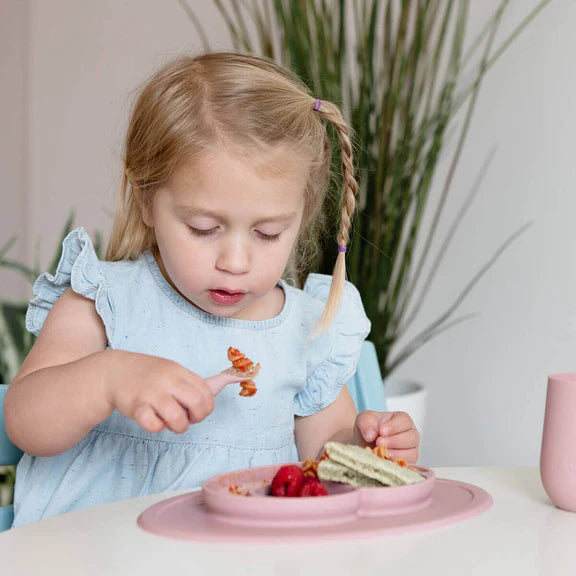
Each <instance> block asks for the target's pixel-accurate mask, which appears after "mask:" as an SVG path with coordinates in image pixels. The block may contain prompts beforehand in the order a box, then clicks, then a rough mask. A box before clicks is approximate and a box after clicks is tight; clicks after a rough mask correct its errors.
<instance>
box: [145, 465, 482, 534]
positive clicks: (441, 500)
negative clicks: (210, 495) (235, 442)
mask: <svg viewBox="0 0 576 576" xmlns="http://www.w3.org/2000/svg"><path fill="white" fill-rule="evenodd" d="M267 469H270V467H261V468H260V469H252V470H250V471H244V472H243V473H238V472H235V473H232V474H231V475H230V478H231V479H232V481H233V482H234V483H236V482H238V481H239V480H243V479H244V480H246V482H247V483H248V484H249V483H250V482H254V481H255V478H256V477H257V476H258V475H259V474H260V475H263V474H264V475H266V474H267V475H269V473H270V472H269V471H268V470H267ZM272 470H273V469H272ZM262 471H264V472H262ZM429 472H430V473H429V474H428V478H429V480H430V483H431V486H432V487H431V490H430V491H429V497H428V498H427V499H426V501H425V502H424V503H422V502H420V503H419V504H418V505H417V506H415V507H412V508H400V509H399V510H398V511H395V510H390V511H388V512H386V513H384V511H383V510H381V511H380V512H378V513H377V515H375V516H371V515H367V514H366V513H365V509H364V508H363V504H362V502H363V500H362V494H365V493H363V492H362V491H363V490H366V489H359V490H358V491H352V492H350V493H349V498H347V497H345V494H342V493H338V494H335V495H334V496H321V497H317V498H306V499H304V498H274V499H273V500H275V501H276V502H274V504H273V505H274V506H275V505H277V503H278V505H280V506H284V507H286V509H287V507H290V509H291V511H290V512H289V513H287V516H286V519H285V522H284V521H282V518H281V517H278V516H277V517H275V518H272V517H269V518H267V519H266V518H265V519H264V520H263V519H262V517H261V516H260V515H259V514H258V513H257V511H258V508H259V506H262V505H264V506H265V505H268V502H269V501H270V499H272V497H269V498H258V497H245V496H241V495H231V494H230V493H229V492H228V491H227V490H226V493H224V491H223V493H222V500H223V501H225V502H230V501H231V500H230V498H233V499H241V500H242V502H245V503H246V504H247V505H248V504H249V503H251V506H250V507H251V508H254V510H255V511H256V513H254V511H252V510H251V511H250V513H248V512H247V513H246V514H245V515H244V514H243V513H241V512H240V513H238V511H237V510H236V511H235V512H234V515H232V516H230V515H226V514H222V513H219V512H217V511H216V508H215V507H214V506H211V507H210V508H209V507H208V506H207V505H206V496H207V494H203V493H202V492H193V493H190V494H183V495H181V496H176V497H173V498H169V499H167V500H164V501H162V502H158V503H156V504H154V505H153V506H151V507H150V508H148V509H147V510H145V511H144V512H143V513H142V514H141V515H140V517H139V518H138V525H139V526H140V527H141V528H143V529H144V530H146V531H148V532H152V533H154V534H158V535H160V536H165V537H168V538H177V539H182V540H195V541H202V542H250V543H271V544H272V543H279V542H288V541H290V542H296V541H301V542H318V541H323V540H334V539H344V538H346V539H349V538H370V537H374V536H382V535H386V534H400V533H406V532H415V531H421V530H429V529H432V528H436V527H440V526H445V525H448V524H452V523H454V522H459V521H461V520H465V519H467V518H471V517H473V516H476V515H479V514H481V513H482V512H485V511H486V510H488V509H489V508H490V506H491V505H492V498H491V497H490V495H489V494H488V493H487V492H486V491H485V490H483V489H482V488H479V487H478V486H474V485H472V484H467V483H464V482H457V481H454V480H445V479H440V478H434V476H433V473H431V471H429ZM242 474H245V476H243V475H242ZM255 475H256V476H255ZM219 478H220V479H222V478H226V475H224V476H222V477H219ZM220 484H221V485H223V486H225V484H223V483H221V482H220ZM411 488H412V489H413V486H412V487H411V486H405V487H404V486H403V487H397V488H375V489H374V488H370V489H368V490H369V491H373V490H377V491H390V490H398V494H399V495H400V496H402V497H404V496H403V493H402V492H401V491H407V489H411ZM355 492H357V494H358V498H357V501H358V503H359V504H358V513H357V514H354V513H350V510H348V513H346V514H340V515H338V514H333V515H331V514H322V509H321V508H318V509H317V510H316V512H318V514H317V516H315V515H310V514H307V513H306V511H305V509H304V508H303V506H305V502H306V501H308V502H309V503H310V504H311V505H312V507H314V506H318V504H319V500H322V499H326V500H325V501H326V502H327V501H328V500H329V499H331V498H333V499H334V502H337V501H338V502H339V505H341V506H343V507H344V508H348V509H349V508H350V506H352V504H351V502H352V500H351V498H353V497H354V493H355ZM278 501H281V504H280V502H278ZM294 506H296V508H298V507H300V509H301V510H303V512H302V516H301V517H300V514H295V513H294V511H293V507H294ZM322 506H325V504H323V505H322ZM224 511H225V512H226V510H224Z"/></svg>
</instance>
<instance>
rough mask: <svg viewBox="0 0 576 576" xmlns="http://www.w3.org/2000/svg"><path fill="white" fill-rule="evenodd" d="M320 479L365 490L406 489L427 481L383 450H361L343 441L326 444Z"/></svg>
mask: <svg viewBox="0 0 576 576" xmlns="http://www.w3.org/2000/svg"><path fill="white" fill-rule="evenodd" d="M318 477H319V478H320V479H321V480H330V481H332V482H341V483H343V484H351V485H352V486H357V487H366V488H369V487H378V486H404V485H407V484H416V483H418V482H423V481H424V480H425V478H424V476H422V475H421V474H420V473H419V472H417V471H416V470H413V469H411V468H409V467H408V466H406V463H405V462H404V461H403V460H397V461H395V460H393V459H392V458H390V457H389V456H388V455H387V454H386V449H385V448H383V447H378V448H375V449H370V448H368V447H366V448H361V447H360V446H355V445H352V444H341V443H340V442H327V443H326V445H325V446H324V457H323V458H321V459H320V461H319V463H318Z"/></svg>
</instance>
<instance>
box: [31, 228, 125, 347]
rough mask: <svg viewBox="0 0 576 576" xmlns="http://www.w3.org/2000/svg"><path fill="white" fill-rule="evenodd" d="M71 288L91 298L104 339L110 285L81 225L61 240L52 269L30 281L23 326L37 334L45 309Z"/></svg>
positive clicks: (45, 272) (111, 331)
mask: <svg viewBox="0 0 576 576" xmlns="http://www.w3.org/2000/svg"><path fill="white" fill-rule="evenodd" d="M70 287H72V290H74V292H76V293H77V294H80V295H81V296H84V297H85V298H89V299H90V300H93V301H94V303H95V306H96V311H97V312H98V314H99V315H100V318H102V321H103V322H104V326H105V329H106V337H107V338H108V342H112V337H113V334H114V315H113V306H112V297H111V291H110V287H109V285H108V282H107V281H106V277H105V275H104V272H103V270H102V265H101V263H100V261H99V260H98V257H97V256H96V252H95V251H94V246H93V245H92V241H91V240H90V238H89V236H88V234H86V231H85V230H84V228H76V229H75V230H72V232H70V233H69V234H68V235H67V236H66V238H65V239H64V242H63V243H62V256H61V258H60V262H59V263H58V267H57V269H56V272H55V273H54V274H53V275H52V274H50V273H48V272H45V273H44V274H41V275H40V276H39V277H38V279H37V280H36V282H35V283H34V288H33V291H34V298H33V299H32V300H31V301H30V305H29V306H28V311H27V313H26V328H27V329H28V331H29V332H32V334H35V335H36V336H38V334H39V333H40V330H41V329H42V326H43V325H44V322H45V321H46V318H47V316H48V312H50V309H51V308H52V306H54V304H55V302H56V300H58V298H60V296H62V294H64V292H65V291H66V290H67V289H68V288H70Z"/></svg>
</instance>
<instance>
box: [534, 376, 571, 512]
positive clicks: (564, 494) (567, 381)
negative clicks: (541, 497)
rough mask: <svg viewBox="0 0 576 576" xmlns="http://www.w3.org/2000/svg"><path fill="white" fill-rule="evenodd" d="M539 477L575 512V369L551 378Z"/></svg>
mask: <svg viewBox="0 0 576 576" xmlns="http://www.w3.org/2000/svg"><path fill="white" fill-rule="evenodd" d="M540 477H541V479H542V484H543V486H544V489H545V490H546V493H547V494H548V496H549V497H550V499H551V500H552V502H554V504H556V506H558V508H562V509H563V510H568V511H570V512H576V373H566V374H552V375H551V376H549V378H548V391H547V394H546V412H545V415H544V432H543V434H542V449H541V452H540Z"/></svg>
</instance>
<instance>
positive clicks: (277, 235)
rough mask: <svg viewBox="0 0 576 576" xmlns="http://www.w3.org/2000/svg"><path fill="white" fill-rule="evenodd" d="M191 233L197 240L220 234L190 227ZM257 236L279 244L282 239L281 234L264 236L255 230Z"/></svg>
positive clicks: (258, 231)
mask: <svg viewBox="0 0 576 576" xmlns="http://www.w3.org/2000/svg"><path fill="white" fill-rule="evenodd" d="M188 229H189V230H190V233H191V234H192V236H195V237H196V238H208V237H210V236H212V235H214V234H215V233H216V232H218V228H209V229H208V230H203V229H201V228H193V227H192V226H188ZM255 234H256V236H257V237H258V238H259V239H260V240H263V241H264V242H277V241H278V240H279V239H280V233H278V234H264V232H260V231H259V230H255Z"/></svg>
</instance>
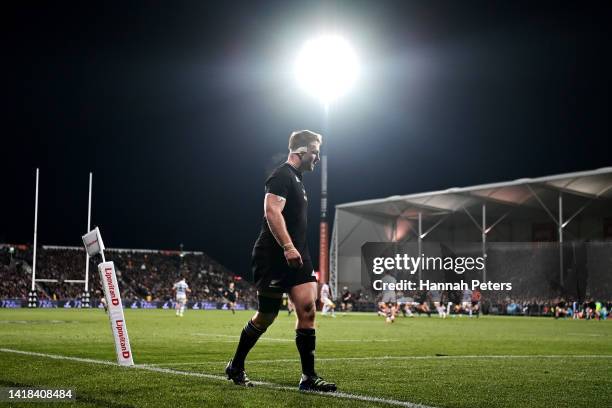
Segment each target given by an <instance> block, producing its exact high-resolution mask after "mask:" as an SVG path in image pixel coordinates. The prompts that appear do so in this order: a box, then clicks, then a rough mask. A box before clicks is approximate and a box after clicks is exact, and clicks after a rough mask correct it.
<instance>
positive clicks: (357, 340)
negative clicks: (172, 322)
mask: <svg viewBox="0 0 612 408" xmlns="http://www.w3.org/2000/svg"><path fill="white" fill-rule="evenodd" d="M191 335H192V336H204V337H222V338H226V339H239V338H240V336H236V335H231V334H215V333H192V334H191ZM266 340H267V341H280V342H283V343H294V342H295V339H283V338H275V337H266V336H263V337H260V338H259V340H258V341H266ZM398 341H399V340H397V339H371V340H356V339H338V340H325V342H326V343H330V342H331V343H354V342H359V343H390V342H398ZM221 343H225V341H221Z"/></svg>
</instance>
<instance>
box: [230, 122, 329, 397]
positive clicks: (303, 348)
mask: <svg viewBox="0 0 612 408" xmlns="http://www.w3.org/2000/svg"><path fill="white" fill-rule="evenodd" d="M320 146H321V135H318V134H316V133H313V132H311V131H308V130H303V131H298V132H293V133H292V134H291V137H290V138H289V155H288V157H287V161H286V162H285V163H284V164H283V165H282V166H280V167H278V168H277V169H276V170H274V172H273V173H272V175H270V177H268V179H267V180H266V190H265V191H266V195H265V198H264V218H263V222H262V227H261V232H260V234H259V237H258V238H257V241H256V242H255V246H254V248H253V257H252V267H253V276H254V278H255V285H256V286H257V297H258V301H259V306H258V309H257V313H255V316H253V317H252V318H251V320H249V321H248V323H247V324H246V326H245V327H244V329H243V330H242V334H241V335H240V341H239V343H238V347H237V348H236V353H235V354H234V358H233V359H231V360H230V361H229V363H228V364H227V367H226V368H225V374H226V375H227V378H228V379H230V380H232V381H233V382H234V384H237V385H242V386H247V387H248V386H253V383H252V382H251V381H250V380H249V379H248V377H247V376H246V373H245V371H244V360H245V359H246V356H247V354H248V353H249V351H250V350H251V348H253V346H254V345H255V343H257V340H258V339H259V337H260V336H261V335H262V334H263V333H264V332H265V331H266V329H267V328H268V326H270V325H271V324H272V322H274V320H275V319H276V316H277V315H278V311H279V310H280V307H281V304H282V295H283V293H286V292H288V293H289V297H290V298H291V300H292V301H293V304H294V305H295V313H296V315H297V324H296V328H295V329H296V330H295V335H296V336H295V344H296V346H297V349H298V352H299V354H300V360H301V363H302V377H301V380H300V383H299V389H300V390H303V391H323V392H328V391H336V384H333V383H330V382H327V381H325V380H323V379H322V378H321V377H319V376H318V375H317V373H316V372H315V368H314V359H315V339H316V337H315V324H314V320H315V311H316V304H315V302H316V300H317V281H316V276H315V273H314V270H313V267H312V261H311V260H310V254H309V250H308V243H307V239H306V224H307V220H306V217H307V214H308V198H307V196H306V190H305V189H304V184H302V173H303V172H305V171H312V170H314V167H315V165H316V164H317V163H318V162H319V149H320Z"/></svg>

┄┄┄┄┄┄┄┄┄┄

Here the job is to set down exactly the lines of the material above that fall between the one with "negative clicks: (172, 322)" and the one with "box: [230, 122, 329, 397]", inclusive, and nothing beyond them.

• _ANSWER SECTION_
negative clicks: (172, 322)
mask: <svg viewBox="0 0 612 408" xmlns="http://www.w3.org/2000/svg"><path fill="white" fill-rule="evenodd" d="M191 335H192V336H204V337H222V338H226V339H239V338H240V336H236V335H231V334H215V333H192V334H191ZM266 340H267V341H280V342H283V343H294V342H295V339H283V338H275V337H266V336H263V337H260V338H259V340H258V341H266ZM398 341H399V340H397V339H371V340H356V339H338V340H325V342H326V343H330V342H331V343H354V342H359V343H390V342H398ZM221 343H225V341H221Z"/></svg>
</instance>
<instance>
box: [230, 122, 329, 397]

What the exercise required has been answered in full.